Supplied data:
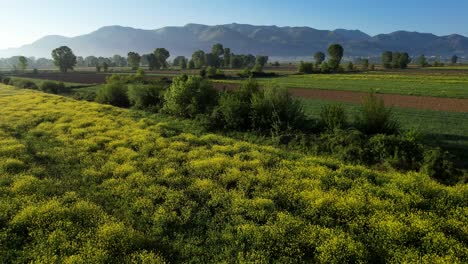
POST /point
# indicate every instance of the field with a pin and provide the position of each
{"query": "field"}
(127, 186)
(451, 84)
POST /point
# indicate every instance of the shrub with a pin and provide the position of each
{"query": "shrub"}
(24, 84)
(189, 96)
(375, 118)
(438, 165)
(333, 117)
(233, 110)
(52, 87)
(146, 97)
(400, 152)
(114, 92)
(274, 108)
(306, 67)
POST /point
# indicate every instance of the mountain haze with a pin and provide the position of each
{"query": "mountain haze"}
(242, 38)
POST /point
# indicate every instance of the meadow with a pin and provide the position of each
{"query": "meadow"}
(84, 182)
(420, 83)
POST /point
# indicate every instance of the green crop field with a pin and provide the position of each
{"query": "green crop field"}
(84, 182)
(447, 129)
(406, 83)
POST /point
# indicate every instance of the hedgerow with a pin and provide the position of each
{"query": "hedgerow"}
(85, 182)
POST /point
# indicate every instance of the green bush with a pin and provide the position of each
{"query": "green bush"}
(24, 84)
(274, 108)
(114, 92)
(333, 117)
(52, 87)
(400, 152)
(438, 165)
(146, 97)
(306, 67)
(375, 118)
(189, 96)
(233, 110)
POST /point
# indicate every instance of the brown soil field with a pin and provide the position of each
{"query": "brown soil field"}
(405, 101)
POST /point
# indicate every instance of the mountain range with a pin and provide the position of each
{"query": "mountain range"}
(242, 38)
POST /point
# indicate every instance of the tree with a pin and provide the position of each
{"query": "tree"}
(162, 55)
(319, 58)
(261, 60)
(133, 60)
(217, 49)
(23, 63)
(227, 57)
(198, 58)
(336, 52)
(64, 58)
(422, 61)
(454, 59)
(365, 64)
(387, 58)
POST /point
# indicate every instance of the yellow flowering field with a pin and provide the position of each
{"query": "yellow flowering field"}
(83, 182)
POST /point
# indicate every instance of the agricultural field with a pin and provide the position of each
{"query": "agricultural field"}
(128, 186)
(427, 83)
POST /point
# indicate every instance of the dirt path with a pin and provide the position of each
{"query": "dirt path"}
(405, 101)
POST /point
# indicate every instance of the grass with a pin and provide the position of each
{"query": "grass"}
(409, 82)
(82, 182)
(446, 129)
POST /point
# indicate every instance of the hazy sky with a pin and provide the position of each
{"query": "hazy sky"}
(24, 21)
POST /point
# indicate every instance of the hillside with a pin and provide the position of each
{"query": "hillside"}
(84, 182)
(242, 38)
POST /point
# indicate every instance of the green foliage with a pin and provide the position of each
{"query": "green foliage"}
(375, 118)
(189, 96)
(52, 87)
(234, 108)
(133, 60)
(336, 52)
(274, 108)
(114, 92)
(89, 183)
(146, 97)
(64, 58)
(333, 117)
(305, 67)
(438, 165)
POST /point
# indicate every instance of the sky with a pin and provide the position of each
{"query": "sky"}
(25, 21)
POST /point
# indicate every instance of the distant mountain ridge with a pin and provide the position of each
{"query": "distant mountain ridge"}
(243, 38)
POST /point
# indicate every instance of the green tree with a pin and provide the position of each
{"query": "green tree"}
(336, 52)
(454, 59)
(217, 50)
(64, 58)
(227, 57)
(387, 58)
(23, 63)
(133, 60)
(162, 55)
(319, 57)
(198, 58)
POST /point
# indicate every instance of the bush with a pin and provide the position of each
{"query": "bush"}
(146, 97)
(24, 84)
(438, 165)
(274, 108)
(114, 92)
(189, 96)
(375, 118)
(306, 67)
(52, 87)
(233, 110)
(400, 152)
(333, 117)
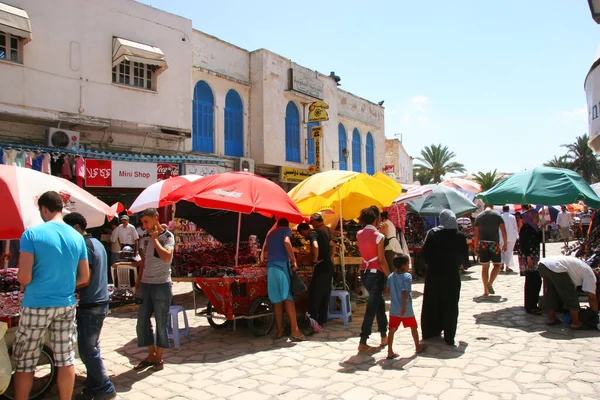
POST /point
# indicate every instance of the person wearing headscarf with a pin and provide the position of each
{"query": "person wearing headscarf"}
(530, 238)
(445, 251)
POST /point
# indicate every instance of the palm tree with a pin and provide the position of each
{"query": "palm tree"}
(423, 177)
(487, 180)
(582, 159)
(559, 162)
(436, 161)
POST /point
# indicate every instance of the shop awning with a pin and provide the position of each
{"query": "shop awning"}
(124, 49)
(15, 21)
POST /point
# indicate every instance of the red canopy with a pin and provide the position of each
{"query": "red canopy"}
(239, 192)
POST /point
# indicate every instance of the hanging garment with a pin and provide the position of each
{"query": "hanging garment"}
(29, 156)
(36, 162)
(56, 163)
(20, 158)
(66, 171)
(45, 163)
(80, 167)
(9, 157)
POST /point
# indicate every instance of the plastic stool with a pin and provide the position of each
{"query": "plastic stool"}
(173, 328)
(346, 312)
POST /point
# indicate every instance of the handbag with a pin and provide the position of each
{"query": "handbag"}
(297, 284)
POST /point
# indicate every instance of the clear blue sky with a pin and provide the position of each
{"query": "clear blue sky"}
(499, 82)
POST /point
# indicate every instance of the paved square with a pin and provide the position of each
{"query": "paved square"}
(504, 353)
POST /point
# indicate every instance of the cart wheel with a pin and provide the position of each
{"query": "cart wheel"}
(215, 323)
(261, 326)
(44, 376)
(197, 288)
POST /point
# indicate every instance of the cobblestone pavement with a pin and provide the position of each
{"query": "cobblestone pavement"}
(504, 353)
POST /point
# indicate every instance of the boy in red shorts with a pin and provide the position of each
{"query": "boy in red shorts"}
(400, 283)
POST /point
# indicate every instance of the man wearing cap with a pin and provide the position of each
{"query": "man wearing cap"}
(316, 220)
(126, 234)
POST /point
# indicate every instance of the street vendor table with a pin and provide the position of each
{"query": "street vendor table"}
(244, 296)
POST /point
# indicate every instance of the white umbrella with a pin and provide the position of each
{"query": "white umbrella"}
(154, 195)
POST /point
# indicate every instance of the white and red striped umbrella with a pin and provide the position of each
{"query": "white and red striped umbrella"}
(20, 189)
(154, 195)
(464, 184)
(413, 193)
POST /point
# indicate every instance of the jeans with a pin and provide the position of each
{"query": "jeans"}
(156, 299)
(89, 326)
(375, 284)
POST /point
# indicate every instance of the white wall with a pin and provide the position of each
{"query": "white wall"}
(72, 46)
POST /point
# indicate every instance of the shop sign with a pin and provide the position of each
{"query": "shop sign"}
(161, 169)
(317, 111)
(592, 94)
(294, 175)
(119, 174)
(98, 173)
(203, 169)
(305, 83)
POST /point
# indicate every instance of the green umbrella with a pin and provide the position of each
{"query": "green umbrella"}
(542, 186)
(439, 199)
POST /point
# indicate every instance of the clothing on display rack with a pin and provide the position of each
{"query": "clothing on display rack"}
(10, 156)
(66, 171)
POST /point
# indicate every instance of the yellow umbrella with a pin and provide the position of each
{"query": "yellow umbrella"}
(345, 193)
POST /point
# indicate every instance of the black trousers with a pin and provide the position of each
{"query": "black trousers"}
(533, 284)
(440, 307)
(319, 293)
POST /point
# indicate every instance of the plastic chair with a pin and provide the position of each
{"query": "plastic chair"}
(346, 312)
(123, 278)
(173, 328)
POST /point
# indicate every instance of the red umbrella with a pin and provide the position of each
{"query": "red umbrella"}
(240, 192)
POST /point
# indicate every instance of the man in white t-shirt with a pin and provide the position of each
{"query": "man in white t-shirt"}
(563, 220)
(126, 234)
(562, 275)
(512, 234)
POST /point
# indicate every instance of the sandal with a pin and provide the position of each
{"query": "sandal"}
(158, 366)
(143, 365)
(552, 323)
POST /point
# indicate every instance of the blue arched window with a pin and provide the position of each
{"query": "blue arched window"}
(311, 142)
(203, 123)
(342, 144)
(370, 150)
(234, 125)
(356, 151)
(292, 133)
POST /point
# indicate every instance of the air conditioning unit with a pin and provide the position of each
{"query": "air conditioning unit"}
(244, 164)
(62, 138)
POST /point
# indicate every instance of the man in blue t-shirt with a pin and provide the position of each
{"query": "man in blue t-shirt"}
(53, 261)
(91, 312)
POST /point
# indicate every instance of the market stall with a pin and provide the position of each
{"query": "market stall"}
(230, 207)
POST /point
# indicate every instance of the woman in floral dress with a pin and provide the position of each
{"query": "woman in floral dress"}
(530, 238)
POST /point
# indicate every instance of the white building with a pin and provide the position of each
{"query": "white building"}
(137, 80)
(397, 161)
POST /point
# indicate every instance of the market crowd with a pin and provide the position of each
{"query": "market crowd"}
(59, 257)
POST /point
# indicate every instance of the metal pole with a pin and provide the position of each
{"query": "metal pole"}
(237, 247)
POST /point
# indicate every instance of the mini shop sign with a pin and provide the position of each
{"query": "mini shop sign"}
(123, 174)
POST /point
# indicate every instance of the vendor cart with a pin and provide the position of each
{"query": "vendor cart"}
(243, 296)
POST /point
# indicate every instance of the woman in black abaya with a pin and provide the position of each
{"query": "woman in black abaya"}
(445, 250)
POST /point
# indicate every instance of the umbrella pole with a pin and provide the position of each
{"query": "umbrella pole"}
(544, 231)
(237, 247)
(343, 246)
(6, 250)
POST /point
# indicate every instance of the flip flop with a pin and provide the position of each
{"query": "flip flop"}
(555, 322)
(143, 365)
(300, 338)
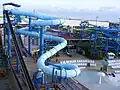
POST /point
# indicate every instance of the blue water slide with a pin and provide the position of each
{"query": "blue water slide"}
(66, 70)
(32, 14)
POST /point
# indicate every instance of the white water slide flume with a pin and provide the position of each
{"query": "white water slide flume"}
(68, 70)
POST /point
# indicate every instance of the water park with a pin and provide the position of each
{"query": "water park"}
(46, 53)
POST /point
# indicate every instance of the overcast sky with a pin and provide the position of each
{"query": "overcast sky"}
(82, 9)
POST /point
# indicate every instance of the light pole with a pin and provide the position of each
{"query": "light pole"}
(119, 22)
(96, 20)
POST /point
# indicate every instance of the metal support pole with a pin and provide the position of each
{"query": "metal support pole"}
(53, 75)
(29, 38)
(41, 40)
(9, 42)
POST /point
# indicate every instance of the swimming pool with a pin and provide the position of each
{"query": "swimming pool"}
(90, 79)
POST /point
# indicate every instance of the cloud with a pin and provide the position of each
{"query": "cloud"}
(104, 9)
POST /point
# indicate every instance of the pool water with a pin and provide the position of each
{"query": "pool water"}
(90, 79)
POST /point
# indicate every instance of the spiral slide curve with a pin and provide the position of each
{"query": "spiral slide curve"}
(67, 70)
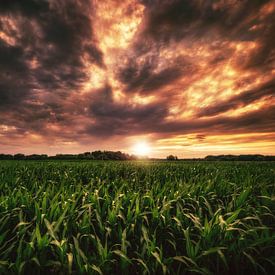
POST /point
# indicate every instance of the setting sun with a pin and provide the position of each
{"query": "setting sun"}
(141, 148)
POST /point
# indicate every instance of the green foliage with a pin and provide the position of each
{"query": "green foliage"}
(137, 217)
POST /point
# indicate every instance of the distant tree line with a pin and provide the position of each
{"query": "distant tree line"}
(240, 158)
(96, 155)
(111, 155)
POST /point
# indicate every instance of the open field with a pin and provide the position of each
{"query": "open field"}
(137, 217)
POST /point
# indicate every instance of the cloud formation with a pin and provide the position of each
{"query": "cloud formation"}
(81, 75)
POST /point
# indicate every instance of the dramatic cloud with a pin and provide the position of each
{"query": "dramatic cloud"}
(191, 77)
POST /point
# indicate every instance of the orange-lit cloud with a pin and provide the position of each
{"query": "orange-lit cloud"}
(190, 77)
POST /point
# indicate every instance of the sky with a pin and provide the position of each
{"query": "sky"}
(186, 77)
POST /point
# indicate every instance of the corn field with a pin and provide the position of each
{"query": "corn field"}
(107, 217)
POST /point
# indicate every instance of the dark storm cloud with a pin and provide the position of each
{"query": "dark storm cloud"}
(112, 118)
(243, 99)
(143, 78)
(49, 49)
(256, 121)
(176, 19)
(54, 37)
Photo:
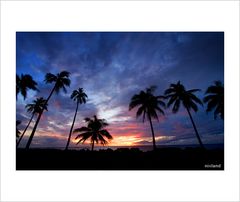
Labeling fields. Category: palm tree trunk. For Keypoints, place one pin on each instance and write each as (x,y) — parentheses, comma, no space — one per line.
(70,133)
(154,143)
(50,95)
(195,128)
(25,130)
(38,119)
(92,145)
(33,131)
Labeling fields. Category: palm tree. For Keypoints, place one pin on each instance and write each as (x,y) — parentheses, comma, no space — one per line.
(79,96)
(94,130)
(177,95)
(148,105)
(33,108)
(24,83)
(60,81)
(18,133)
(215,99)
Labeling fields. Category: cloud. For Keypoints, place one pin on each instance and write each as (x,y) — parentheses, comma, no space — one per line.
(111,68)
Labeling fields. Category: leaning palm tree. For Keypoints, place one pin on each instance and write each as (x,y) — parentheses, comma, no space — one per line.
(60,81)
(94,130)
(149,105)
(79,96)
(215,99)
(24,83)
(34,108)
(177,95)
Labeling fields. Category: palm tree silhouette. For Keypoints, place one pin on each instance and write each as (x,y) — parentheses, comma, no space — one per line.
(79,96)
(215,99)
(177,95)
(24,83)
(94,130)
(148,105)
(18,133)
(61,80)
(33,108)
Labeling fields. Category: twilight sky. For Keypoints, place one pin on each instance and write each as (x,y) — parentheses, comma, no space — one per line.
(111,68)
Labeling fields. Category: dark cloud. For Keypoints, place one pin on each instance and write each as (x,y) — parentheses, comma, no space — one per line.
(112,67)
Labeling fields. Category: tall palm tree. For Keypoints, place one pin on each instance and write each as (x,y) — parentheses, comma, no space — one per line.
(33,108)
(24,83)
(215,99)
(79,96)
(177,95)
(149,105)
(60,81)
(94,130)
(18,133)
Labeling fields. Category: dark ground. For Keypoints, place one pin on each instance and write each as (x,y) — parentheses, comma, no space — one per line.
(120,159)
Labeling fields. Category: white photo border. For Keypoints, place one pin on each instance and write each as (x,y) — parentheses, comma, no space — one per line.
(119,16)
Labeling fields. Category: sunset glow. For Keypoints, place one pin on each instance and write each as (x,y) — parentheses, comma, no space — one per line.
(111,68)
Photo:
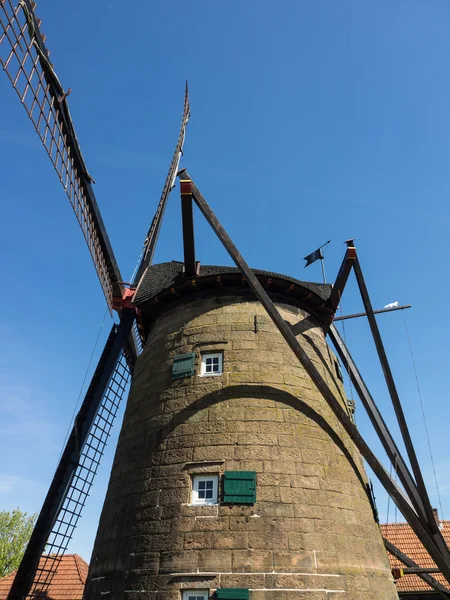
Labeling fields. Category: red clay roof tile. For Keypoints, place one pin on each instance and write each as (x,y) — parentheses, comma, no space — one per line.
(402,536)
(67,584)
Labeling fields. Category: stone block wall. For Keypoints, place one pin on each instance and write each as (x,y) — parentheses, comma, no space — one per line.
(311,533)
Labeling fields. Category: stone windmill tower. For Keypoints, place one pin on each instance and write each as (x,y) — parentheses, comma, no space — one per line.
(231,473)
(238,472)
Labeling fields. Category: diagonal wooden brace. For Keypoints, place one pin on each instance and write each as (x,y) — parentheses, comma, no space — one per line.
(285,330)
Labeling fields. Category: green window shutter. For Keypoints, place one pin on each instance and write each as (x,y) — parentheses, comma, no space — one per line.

Task: From the first line of the entries above down to the line holding "# indicate every instance of the tree", quote each line exactly and nothing else, skipping pictures.

Exercise response:
POST /point
# indicate every instance of the field with a pin and provide the position of each
{"query": "field"}
(127, 186)
(451, 84)
POST /point
# indicate every instance of the shrub with a pin and provide the position of each
{"query": "shrub"}
(24, 84)
(189, 96)
(375, 118)
(438, 165)
(333, 117)
(233, 110)
(52, 87)
(146, 97)
(400, 152)
(114, 92)
(274, 108)
(306, 67)
POST /point
# indicate every instance of the mountain haze with a pin and provide the position of each
{"query": "mountain haze"}
(242, 38)
POST /point
# indicate every instance of the meadow with a pin and provide the position of each
{"query": "meadow"}
(84, 182)
(420, 83)
POST /point
# indicate every instance of the green crop field with a pin and provide the position of each
{"query": "green crop field"}
(84, 182)
(447, 129)
(406, 83)
POST /point
# indicate every instance of the hedgerow with a pin and provide the position of each
{"query": "hedgerow"}
(85, 182)
POST /point
# indicate every instance of the green bush with a pin and provide the position of each
{"query": "green bush"}
(24, 84)
(274, 108)
(114, 92)
(333, 117)
(52, 87)
(400, 152)
(438, 165)
(146, 97)
(306, 67)
(375, 118)
(189, 96)
(233, 110)
POST /point
# indicate every instance of the brown soil field with a pin and provide the position of each
{"query": "brown soil field"}
(405, 101)
POST /point
# indicate every instance of the mountain range with a pin and provide the position of each
{"query": "mountain range"}
(242, 38)
POST /point
# indicate every instance of the tree with a pin and provide the position of each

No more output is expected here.